▸ PARTES DEL EJERCICIO:
A: Responde estas preguntas sobre el texto de la torre de Chinchilla:
(i) ¿Cuántos metros se elevaba la torre del homenaje?
(ii) ¿Qué población se ve desde lo alto de Chinchilla en los días claros?
(iii) ¿Cuántos lados y cuántas esquinas tendrían que superar quienes atacaran la torre desde el sur?
B: Por favor, escribe la continuación del texto de la torre de Chinchilla a partir de su última oración.

▸ TEXTO DE ORIGEN:
######

Las dos águilas de su escudo indican
que la vista privilegiada de Chinchilla sobre el paisaje le permitía mantener
una vigilancia perpetua. Se apoyan sobre el castillo, que es el edificio que
permite mirar y al mismo tiempo guarecerse, sentirse fuerte, superior. La torre
del homenaje era tan alta que permitía dominar leguas y leguas de la llanura.
Desde lo alto de Chinchilla, los días claros, se ve La Roda. Pero desde la
torre del homenaje se veía La Mancha toda, incluso tal vez en días no tan
luminosos.
Se elevaba treinta metros, la mayor de toda la región. Su planta
cuadrada albergaba dos estancias superpuestas. Y, sobre ellas, había una
terraza almenada en la que debía de soplar el viento incluso en los días sin
viento.
Lo cuenta con detalle Aurelio Pretel
en las notas al margen de su libro Chinchilla
medieval, un libro tan minucioso y completo que lo que no le cabía en el
cuerpo de texto lo insertaba en los márgenes, por medio de escolios, como
hacían los copistas medievales. La torre del homenaje estaba reforzada por
fuera con defensas macizas y tenía una estructura sobrepuesta esquinada a la
parte sur, de tal manera que los que la atacaran desde este lado tendrían que
superar diez lados y seis esquinas para poder hacerle mella. En la práctica,
los proyectiles resbalaban en la piel de mampostería.

######

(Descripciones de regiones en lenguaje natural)
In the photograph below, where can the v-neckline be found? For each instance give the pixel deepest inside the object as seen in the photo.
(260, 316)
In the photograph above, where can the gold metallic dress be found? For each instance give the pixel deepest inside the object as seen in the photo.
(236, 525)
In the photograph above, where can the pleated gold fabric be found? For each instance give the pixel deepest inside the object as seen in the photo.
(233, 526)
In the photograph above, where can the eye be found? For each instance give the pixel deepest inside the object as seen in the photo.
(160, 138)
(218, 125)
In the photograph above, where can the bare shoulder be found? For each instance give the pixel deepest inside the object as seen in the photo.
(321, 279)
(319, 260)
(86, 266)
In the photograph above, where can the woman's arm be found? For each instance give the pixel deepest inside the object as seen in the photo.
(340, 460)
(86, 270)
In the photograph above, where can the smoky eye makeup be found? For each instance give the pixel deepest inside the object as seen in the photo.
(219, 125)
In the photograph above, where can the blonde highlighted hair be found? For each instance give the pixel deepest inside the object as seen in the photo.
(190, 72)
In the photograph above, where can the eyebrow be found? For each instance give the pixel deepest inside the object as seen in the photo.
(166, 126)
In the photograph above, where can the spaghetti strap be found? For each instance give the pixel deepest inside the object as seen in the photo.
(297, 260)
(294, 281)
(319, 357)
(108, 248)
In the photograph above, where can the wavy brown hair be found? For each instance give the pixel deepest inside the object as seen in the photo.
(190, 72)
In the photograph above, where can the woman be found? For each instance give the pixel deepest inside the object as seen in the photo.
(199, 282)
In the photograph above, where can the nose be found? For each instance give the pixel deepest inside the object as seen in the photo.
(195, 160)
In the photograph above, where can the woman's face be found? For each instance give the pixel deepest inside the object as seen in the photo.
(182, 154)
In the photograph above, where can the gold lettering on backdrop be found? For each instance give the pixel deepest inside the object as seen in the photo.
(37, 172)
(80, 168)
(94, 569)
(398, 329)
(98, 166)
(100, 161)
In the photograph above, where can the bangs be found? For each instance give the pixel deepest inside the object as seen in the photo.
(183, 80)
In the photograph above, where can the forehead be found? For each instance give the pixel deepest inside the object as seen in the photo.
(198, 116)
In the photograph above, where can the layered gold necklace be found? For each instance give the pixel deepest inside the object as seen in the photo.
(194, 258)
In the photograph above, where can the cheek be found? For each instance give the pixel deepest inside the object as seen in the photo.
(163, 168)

######

▸ RESULTADOS:
A:
(i) Treinta metros.
(ii) La Roda.
(iii) Diez lados y seis esquinas.

B:
Para una mejor protección, no había
forma de llegar hasta el piso principal por dentro. Había que utilizar una
escalera externa. Una vez dentro, había un fenómeno extraño: la bóveda de la
sala estaba concebida de tal modo que, si uno susurraba unas palabras en un
lado, se escuchaban perfectamente desde el ángulo opuesto. Por eso la llamaban
la sala de los secretos. Hasta este piso primero o principal asomaba la boca de
un aljibe que permitía surtirse de agua en los casos en que la fortaleza
estuviera sitiada. Desde el segundo piso se accedía a la terraza almenada,
donde había un sistema de cañerías que conducían el agua de lluvia directamente
hacia el aljibe.
Todo esto lo describe Pretel, que bebe
en las notas de Martín de Cantos y del manuscrito de Pedro Cebrián Martínez de
Salas, el cronista entre los cronistas chinchillanos; redactó su historia en
1884, pero de niño había correteado por las estancias de la torre, antes de que
los franceses las dinamitaran en 1812. Apenas un año antes, el ingeniero
militar José de la Corte preparó una reforma de la fortaleza y gracias a él
podemos hoy contemplar la planta y el alzado del castillo, como si se
conservara intacto. En el propio libro de Pretel figuran los minuciosos y
reveladores planos.
Hoy en día solo quedan los cimientos,
el arranque de la planta cuadrada de la torre. Corre el viento en el patio
hexagonal. Y la imaginación tira hacia atrás, al siglo XV, cuando Juan de
Navarra mandó traer del Júcar cuatro carretadas de tablas gruesas para hacer la
puerta y remozar lo que había edificado don Juan Manuel en tapial y mezcla.
Todavía figuran los blasones que le añadió luego Juan Pacheco, que fue quien le
dio la forma definitiva. Solo el hambre podía rendirlo, pero hasta para esta
eventualidad estaba bien preparado, con sus aljibes, sus almacenes de víveres y
de armamento y su molino de mano, que seguro que se completaba con un horno. Y
no faltarían cabezas de ganado, acostumbradas a pastar por la redonda de
Chinchilla, hasta que fuera necesario encerrarlas con los defensores. Hoy
visitaremos estos restos con Aurelio Pretel que viene a Claustro de Chinchilla,
a las doce, para hablar de su libro.